Source data:
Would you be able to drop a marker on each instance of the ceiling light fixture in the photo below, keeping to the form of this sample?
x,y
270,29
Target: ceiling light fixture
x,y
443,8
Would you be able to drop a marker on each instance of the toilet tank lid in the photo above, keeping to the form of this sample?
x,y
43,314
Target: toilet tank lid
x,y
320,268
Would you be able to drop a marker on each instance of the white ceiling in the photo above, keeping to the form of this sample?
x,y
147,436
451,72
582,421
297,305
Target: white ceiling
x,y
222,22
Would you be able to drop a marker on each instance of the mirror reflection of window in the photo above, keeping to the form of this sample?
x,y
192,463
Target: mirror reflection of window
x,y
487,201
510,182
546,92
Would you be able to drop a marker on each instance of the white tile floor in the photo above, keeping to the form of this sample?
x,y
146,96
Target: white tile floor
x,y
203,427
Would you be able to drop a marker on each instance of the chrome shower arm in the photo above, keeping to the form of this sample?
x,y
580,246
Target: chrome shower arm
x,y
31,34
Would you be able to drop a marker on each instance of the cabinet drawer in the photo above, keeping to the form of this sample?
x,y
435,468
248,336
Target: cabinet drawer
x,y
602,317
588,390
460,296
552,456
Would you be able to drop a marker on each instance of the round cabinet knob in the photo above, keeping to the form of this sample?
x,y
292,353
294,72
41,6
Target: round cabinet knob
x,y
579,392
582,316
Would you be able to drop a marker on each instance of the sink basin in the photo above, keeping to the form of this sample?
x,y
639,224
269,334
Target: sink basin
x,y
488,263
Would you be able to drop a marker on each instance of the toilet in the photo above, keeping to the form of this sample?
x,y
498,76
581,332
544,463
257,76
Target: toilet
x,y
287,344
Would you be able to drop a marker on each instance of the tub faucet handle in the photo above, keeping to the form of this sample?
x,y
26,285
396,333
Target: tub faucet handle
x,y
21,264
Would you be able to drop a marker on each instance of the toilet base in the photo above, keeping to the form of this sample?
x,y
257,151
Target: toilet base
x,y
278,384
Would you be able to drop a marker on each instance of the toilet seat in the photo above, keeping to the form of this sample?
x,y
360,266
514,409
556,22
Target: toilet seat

Required work: Reproduce the data in full, exactly as presented.

Final result:
Would you be able to drop a marker on each instance of the ceiling light fixture in the photo below, keeping to the form of this sample?
x,y
270,29
Target: ceiling light fixture
x,y
443,8
Would you be able to drop a marker on each instance of the toilet tank lid in the photo above, keeping to the form of this sample?
x,y
43,314
Target: toilet tank lid
x,y
320,268
Would you be able to drop a marker on each instance of the white ceiling in the photo above, keeping to the form of this sample?
x,y
147,436
451,72
582,421
297,305
Target: white ceiling
x,y
222,22
Would you be able to drop a marker on each instance of the mirror reflection of window in the photo above, keeping to the form of this sample?
x,y
192,463
Target: mirror reflection of window
x,y
487,201
510,182
546,92
Would you be able to drop a marker on each instance of the white tile floor in the photo above, keeping to the form of this sample?
x,y
146,96
Target: white tile floor
x,y
203,427
Would you be able to drop a marker on each instance of the chrome shower arm in the photo above, keeping to the form of this sample?
x,y
580,246
Target: chrome shower arm
x,y
31,34
Would you be able to drop a marker on each instance of the cabinet drawer in the photo above, keeping to the form of this sample?
x,y
435,468
248,336
Target: cabinet drawer
x,y
602,317
588,390
460,296
552,456
Would you be able to drop a marker on each instance of the round cabinet knob in the photo above, keeping to the form of this sample?
x,y
292,353
294,72
41,6
Target: round cabinet knob
x,y
579,392
582,316
Would you be able to drop a marker on each instance of the sink basin in the photo above, keeping to the form of this sample?
x,y
639,224
269,334
Target: sink basin
x,y
488,263
Would you be able to drop a marker on each instance of the toilet in the photo above, keeping to the form of this sample?
x,y
498,76
581,332
544,463
257,76
Target: toilet
x,y
287,344
Would you be able to drop a marker on each instance of the tub faucet handle in the photo above, keeping to the form of this sample?
x,y
26,285
396,333
Target: tub faucet handle
x,y
21,264
Would you be able to drop a marker on each instance of the toilet base in the photo above, keeping to the form of this sample?
x,y
257,151
Target: toilet base
x,y
278,384
Would you be able to drop a marker on each instance of the toilet seat in the photo above, keeping to the form of this sample?
x,y
360,266
514,409
556,22
Target: toilet seat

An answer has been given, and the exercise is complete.